Write out the material below exactly, beginning at the line that contains "of the man's" and ending with its last line, both ends included; write nothing else.

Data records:
§ §

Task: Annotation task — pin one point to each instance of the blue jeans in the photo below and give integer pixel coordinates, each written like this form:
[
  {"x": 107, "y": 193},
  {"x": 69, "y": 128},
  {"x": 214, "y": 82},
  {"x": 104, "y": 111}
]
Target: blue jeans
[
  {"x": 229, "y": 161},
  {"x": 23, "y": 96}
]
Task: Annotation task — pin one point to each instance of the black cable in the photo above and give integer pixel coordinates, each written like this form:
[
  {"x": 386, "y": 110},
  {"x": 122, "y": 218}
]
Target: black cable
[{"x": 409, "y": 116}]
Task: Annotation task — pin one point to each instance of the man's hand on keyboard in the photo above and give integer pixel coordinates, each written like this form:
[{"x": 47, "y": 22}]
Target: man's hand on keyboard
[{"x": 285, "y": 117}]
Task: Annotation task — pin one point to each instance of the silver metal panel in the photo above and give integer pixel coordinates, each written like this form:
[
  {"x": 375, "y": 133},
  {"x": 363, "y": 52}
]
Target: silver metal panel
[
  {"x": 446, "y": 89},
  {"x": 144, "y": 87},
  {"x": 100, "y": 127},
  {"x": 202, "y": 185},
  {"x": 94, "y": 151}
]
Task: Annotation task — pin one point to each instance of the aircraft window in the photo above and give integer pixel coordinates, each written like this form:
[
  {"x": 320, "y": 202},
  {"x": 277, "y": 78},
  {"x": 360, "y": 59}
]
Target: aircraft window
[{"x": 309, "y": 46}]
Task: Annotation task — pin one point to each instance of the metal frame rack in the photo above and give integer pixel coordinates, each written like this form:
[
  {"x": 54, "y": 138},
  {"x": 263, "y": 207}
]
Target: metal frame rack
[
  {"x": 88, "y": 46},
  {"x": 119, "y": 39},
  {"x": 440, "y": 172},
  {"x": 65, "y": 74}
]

§ §

THE OUTPUT:
Task: Annotation task — pin one point to each instance of the man's hand on keyboard in the photo above and give integer pixel coordinates, each written like this form:
[{"x": 47, "y": 22}]
Target: man's hand on keyboard
[{"x": 285, "y": 117}]
Task: Annotation task — pin one point to each instance of the silver metal panel in the photo above and give integer pixel coordinates, each written like this form:
[
  {"x": 375, "y": 133},
  {"x": 363, "y": 52}
]
Target: silver metal panel
[
  {"x": 446, "y": 89},
  {"x": 144, "y": 87},
  {"x": 100, "y": 127},
  {"x": 202, "y": 185},
  {"x": 94, "y": 151}
]
Task: Annotation task — pin one point to each instance of the aircraft window in the photo above and give integer pixel coordinates, each written like this form:
[
  {"x": 320, "y": 202},
  {"x": 277, "y": 78},
  {"x": 360, "y": 59}
]
Target: aircraft window
[{"x": 309, "y": 46}]
Task: Annotation task — pin one point to each instance of the metal frame rack in the photo above and give integer pixel coordinates, each written like this form:
[
  {"x": 54, "y": 138},
  {"x": 263, "y": 207}
]
Target: metal frame rack
[
  {"x": 88, "y": 46},
  {"x": 119, "y": 39},
  {"x": 440, "y": 172},
  {"x": 65, "y": 74}
]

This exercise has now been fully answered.